--- SELECTION ---
-=-=-=-=-
Adventures in Time and Space
- Dust-jacket from the first edition
- Editors: Raymond J. Healy and J. Francis McComas
- Cover artist: George Salter
- Language: English
- Genre: Science fiction
- Publisher: Random House
- Publication date: 1946
- Publication place: United States
- Media type: Print (hardback)
- Pages: 997 pp

= Adventures in Time and Space =

American anthology edited by Raymond J. Healy and J. Francis McComas

Adventures in Time and Space is an American anthology of science fiction stories edited by Raymond J. Healy and J. Francis McComas and published in 1946 by Random House. A second edition was also published in 1946 that eliminated the last five stories. A Modern Library edition (Famous Science-Fiction Stories: Adventures in Time and Space) was issued in 1957. When it was re-released in 1975 by Ballantine Books, Analog book reviewer Lester del Rey referred to it as a book he often gave to people in order to turn them onto the genre. It is now once again out of print.

The book and A Treasury of Science Fiction were among the only science fiction hardcover books from large, mainstream publishers before about 1950. The large (997 page) anthology collected numerous stories from the Golden Age of Science Fiction, which had originally appeared in pulp magazines (mostly Astounding Science Fiction) and are now regarded as classics of science fiction. According to Frederik Pohl, it was "A colossal achievement...the book that started the science-fiction publishing industry!" In 1954, Anthony Boucher described it as "the one anthology unarguably essential to every reader." In Astounding readers' surveys in both 1952 and 1956, it was rated the best science fiction book ever published.

==Contents==

- Robert A. Heinlein, "Requiem" (1940)
- Don A. Stuart (pen-name of John W. Campbell, Jr.), "Forgetfulness" (1937)
- Lester del Rey, "Nerves" (1942)
-=-=-=-=-
--- STORED DATA ---
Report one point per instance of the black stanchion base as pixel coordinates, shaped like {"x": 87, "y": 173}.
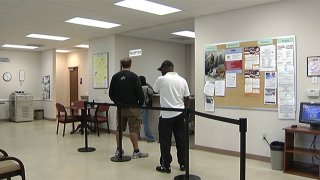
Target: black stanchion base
{"x": 187, "y": 177}
{"x": 118, "y": 159}
{"x": 88, "y": 149}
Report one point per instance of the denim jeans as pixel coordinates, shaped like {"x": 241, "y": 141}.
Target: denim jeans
{"x": 145, "y": 122}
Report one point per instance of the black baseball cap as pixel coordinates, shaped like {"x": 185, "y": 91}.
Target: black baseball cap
{"x": 165, "y": 63}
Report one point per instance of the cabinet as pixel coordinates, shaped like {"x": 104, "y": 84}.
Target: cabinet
{"x": 290, "y": 150}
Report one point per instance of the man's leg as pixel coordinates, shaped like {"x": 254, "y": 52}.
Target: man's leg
{"x": 165, "y": 135}
{"x": 180, "y": 137}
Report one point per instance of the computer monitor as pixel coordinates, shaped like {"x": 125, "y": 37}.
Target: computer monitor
{"x": 84, "y": 98}
{"x": 310, "y": 114}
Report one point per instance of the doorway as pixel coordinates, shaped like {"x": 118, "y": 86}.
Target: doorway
{"x": 73, "y": 71}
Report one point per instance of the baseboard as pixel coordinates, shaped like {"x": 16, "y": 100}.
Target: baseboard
{"x": 232, "y": 153}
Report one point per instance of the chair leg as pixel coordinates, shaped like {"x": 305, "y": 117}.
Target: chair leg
{"x": 57, "y": 127}
{"x": 64, "y": 128}
{"x": 108, "y": 127}
{"x": 98, "y": 129}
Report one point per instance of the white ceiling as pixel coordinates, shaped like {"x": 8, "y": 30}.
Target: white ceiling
{"x": 19, "y": 18}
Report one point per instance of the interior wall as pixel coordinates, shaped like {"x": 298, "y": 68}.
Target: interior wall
{"x": 19, "y": 60}
{"x": 62, "y": 76}
{"x": 255, "y": 23}
{"x": 48, "y": 67}
{"x": 153, "y": 54}
{"x": 79, "y": 59}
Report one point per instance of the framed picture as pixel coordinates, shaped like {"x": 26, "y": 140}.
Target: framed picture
{"x": 21, "y": 75}
{"x": 100, "y": 71}
{"x": 313, "y": 66}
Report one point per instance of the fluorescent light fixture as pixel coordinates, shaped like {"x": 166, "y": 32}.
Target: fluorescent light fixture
{"x": 82, "y": 46}
{"x": 62, "y": 51}
{"x": 189, "y": 34}
{"x": 50, "y": 37}
{"x": 19, "y": 46}
{"x": 147, "y": 6}
{"x": 92, "y": 22}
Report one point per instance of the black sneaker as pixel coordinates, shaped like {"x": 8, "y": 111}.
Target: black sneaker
{"x": 163, "y": 169}
{"x": 182, "y": 168}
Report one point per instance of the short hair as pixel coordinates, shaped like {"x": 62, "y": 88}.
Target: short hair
{"x": 165, "y": 63}
{"x": 143, "y": 80}
{"x": 126, "y": 62}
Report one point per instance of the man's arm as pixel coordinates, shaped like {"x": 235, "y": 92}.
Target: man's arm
{"x": 186, "y": 101}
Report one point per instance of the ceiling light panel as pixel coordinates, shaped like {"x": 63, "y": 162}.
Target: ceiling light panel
{"x": 82, "y": 46}
{"x": 50, "y": 37}
{"x": 62, "y": 51}
{"x": 147, "y": 6}
{"x": 92, "y": 22}
{"x": 19, "y": 46}
{"x": 189, "y": 34}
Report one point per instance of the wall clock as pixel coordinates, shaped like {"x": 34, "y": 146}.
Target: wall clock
{"x": 7, "y": 76}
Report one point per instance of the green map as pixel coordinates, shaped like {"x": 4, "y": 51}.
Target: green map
{"x": 100, "y": 70}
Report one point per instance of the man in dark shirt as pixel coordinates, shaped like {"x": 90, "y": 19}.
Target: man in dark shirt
{"x": 125, "y": 88}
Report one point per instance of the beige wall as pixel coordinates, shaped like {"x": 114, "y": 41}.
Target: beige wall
{"x": 19, "y": 60}
{"x": 273, "y": 20}
{"x": 153, "y": 53}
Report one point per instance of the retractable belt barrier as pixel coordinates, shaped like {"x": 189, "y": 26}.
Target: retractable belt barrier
{"x": 241, "y": 122}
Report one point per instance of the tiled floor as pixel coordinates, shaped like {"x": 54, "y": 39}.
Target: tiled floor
{"x": 48, "y": 156}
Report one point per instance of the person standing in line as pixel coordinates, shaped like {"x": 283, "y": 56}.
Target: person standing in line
{"x": 148, "y": 92}
{"x": 174, "y": 93}
{"x": 125, "y": 88}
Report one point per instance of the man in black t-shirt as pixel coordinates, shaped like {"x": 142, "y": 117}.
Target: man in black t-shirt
{"x": 125, "y": 88}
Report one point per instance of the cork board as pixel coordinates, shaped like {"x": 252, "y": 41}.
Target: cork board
{"x": 236, "y": 96}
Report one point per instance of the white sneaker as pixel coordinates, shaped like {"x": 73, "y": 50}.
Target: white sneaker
{"x": 139, "y": 155}
{"x": 117, "y": 153}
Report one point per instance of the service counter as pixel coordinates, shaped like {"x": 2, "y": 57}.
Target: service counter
{"x": 154, "y": 117}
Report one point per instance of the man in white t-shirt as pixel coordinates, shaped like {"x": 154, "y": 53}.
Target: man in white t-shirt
{"x": 174, "y": 93}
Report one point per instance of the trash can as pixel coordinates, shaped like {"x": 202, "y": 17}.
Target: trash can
{"x": 276, "y": 148}
{"x": 38, "y": 114}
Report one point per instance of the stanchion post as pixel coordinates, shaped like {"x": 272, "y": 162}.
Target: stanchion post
{"x": 120, "y": 158}
{"x": 187, "y": 176}
{"x": 84, "y": 125}
{"x": 243, "y": 131}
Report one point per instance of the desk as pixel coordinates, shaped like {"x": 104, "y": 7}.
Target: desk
{"x": 294, "y": 167}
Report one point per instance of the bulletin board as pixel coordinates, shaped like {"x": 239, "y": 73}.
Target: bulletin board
{"x": 236, "y": 97}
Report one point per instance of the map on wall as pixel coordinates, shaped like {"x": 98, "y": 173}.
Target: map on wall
{"x": 46, "y": 87}
{"x": 100, "y": 71}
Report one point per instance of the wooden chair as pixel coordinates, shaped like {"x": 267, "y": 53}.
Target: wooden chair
{"x": 62, "y": 117}
{"x": 78, "y": 104}
{"x": 100, "y": 116}
{"x": 10, "y": 166}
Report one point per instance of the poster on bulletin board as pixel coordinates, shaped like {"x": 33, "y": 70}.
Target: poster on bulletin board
{"x": 100, "y": 71}
{"x": 262, "y": 74}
-=-=-=-=-
--- CHALLENGE ---
Please carry on the Adventures in Time and Space article from the point where it stops. The entries are separate from the Adventures in Time and Space article.

--- THE RESULT ---
- P. Schuyler Miller, "The Sands of Time" (1937)
- Lewis Padgett (pen-name of Henry Kuttner and C. L. Moore), "The Proud Robot" (1943)
- A. E. van Vogt, "Black Destroyer" (1939)
- Eric Frank Russell, "Symbiotica" (1943)
- Raymond Z. Gallun, "Seeds of the Dusk" (1938)
- Lee Gregor (pen-name of Milton A. Rothman) (co-written with Frederik Pohl), "Heavy Planet" (1939)
- Lewis Padgett (pen-name of Henry Kuttner and C. L. Moore), "Time Locker" (1943)
- Cleve Cartmill, "The Link" (1942)
- Maurice G. Hugi (possibly co-written by Eric Frank Russell), "Mechanical Mice" (1941)
- Willy Ley, "V-2: Rocket Cargo Ship" (essay) (1945)
- Alfred Bester, "Adam and No Eve" (1941)
- Isaac Asimov, "Nightfall" (1941)
- Harry Bates, "A Matter of Size" (1934)
- P. Schuyler Miller, "As Never Was" (1944)
- Anthony Boucher, "Q. U. R." (1943)
- Don A. Stuart (pen-name of John W. Campbell, Jr.), "Who Goes There?" (1938)
- Robert A. Heinlein, "The Roads Must Roll" (1940)
- A. E. van Vogt, "Asylum" (1942)
- Ross Rocklynne, "Quietus" (1940)
- Lewis Padgett (pen-name of Henry Kuttner and C. L. Moore), "The Twonky" (1942)
- A. M. Phillips (Alexander M. Phillips), "Time-Travel Happens!" (essay about the Moberly-Jourdain incident) (1939)
- Robert Moore Williams, "Robot's Return" (1938)
- L. Sprague de Camp, "The Blue Giraffe" (1939)
- Webb Marlowe (pen name of J. Francis McComas), "Flight Into Darkness" (1943)
- A. E. van Vogt, "The Weapons Shop" (1942) (variant of "The Weapon Shop" )
- Harry Bates, "Farewell to the Master" (1940)
- R. DeWitt Miller, "Within the Pyramid" (1937)
- Henry Hasse, "He Who Shrank" (1936)
- Anson MacDonald (pen-name of Robert A. Heinlein), "By His Bootstraps" (1941)
- Fredric Brown, "The Star Mouse" (1942)
- Raymond F. Jones, "Correspondence Course" (1945)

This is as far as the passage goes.